**REQUIRED WORK**:
Please print exactly the line containing "[(381, 507), (659, 354)]" and every line after it to the end of the records below, and nothing more.

**Point-per-instance localization data**:
========================================
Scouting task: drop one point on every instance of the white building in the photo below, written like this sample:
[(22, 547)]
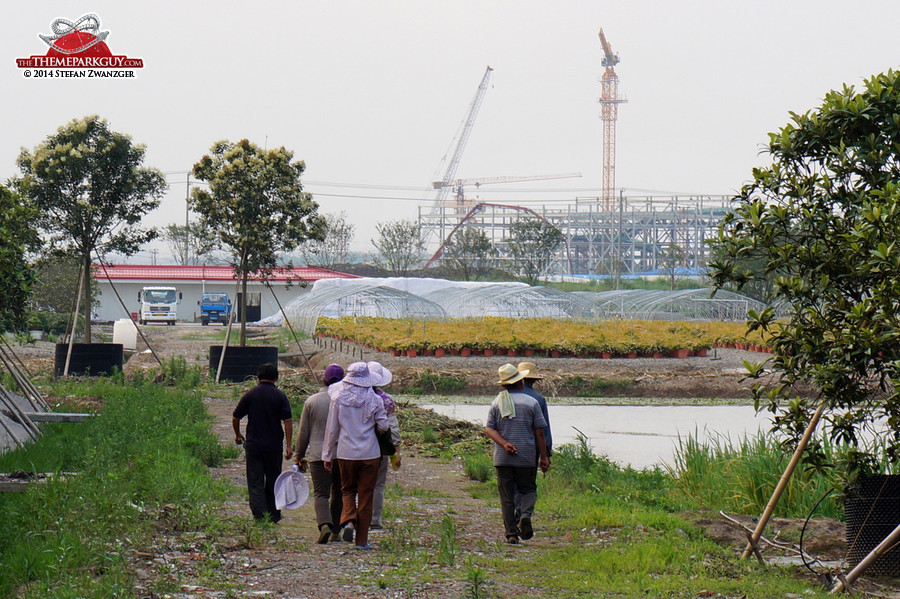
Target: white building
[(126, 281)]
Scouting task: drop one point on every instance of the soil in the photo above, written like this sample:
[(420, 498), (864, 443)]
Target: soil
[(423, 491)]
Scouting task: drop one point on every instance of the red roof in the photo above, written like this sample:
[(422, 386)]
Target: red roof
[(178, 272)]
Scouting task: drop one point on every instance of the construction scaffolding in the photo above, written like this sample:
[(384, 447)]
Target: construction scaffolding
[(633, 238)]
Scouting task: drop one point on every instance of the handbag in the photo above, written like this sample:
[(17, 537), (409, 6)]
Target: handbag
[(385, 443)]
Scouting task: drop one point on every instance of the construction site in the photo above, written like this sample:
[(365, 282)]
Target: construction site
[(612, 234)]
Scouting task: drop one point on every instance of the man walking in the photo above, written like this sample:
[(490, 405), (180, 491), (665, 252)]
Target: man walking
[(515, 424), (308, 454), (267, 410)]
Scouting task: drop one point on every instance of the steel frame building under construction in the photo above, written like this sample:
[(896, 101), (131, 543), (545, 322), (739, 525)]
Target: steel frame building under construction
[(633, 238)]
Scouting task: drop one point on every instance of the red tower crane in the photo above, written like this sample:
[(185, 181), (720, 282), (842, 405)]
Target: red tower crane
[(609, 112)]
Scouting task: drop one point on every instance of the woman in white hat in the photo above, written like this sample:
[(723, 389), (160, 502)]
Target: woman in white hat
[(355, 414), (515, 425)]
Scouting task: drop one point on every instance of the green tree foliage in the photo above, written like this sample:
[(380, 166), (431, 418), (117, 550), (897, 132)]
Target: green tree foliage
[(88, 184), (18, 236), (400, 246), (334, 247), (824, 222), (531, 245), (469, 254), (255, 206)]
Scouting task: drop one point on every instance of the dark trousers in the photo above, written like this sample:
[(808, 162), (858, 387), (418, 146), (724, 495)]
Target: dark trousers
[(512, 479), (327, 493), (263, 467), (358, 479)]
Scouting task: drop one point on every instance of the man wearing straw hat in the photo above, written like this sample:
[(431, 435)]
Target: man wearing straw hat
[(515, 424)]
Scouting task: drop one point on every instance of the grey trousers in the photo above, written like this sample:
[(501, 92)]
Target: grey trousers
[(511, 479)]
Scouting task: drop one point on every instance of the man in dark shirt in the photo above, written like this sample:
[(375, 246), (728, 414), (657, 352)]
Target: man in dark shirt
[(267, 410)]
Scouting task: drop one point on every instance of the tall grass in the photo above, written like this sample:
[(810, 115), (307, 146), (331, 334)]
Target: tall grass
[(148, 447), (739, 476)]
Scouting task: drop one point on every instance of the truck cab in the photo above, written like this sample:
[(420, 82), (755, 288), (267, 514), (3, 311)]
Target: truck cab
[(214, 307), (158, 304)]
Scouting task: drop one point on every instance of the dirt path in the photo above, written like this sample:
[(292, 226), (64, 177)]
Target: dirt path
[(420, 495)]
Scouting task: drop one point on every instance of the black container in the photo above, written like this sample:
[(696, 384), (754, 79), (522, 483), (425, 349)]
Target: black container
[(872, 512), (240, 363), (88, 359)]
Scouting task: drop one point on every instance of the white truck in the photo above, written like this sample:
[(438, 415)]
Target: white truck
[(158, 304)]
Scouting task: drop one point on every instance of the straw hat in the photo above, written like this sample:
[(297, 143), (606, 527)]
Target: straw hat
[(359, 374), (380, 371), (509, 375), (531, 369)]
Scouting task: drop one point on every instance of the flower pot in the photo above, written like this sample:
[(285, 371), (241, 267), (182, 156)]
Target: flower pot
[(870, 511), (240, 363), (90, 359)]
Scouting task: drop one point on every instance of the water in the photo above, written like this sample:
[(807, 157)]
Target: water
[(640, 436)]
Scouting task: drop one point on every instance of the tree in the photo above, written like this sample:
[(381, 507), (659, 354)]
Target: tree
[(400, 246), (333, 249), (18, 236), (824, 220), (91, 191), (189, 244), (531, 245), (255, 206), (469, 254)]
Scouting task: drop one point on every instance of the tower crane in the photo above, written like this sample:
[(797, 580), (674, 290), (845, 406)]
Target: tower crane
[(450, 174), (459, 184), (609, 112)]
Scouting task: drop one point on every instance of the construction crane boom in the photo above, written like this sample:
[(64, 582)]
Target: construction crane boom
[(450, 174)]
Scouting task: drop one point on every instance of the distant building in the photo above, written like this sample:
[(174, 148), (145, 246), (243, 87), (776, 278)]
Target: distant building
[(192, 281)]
========================================
**EXERCISE ANSWER**:
[(381, 507), (659, 354)]
Target: tree
[(400, 246), (333, 249), (18, 236), (824, 220), (91, 191), (189, 244), (531, 245), (255, 206), (469, 254)]
Scouting task: drop one point on every instance of the tower crane in the photo above, written like this sample:
[(797, 580), (674, 290), (845, 406)]
Target: tower crane
[(450, 174), (459, 184), (609, 112)]
Scouting task: drop one point on every instance of the construction crane boom in the photo above, written like this sample:
[(64, 582)]
Target: construction crane boom
[(450, 174)]
Scouting task: drop one point on every instance of the distant building in the photo above, written like this sample:
[(174, 148), (145, 246), (243, 87), (776, 278)]
Target: distant building
[(192, 281)]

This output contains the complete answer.